**ZU ERLEDIGEN:** Aktualisiere im Text über den Unfall den Abschnitt, der bei „Islandflagge. Bis gestern“ anfängt und nach „Vorbereitungen zu treffen.“ aufhört. Gib ihn wieder und setze dabei „Blumen“ an die Stelle von „Kerzen“.

**** TEXT ZUR PRÜFUNG ****

Gestern
ist auf der Strecke von Reykjavík hierher ein schwerer Autounfall
gewesen und dabei ist eine 16 Jährige hier aus dem Ort gestorben.
Es ist
ein Auto mit einem LKW auf glatter Fahrbahn kollidiert und das
Mädchen ist direkt gestorben. Ein 18 Jähriger liegt jetzt noch in
Reykjavík im Krankenhaus, bei ihm ist die Lage noch kritisch.
Seit der
Nachricht ist es bei uns zu Hause etwas chaotisch, weil Sigga nur
unterwegs und ziemlich angespannt ist.
Aber
nicht nur bei uns, sondern auch überall wo man hier ist, merkt man
es. Viele Häuser haben hier einen Fahnenmast im Garten, nicht
unbedingt für Fußballflaggen, sondern eher für "ihre"
Islandflagge. Bis gestern waren die meisten Fahnenmästen noch mit
Lichterketten erleuchtet und heute hing an Vielen die Islandflagge
auf Halbmast. Es war schon komisch, überall die Flaggen zu sehen und
in der Schule waren dann Kerzen aufgebaut mit Bildern und einem
Kondolenzbuch. Irgendwie habe ich mich ziemlich merkwürdig gefühlt,
da ich da vorbei gelaufen bin und dann möchte man sich das ja schon
anschauen, aber irgendwo kenne ich sie ja überhaupt nicht. Später
hat Sigga mir dann noch einige Sachen gezeigt über sie, die sie
mitgenommen hat, um Vorbereitungen zu treffen.

**** DATEN ****

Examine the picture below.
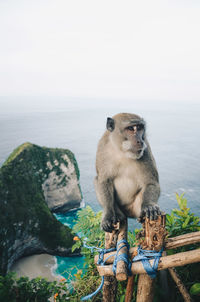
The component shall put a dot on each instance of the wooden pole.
(170, 243)
(130, 285)
(180, 285)
(110, 282)
(121, 270)
(179, 259)
(154, 237)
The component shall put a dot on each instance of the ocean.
(77, 124)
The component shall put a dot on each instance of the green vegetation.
(13, 289)
(24, 213)
(178, 222)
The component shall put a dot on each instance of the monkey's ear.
(110, 124)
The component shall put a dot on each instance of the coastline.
(42, 265)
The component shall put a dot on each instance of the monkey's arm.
(105, 194)
(150, 199)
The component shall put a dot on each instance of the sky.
(137, 50)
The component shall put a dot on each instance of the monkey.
(127, 181)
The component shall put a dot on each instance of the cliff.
(33, 182)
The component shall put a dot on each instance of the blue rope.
(145, 256)
(142, 255)
(122, 257)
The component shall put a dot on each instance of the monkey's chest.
(126, 189)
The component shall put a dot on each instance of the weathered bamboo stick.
(110, 282)
(174, 242)
(154, 231)
(130, 285)
(170, 243)
(180, 285)
(179, 259)
(121, 270)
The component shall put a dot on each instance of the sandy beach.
(36, 266)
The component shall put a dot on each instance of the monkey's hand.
(150, 211)
(109, 221)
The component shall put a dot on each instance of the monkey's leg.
(105, 195)
(150, 208)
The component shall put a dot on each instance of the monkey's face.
(133, 144)
(128, 133)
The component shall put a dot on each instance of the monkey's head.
(127, 132)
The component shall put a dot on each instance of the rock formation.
(33, 182)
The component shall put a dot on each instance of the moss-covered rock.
(30, 177)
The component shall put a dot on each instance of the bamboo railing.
(153, 238)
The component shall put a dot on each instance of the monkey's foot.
(152, 212)
(109, 222)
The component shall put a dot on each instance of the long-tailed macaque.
(127, 182)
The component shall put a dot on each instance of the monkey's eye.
(140, 127)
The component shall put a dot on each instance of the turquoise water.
(67, 267)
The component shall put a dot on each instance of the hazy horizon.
(138, 50)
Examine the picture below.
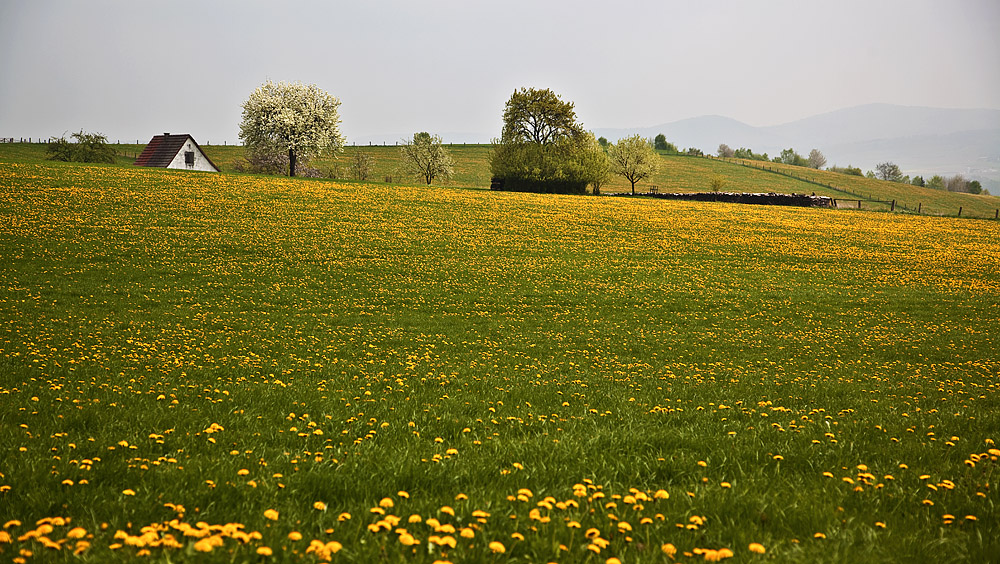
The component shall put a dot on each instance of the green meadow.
(237, 368)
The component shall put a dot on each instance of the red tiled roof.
(162, 149)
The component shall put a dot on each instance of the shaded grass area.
(235, 344)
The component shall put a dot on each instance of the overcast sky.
(132, 69)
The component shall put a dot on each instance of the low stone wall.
(769, 199)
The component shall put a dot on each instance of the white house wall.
(200, 162)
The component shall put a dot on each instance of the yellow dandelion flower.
(406, 539)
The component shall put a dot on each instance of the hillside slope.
(677, 174)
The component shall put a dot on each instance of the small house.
(179, 150)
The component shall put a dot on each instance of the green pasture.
(203, 367)
(677, 174)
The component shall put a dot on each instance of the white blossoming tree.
(296, 117)
(634, 158)
(426, 158)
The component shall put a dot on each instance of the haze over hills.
(922, 141)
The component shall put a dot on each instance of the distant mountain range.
(922, 141)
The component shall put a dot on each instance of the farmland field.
(220, 368)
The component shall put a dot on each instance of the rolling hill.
(922, 141)
(677, 174)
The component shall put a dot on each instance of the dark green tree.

****

**LÖSUNG UNTEN:**
Islandflagge. Bis gestern waren die meisten Fahnenmästen noch mit
Lichterketten erleuchtet und heute hing an Vielen die Islandflagge
auf Halbmast. Es war schon komisch, überall die Flaggen zu sehen und
in der Schule waren dann Blumen aufgebaut mit Bildern und einem
Kondolenzbuch. Irgendwie habe ich mich ziemlich merkwürdig gefühlt,
da ich da vorbei gelaufen bin und dann möchte man sich das ja schon
anschauen, aber irgendwo kenne ich sie ja überhaupt nicht. Später
hat Sigga mir dann noch einige Sachen gezeigt über sie, die sie
mitgenommen hat, um Vorbereitungen zu treffen.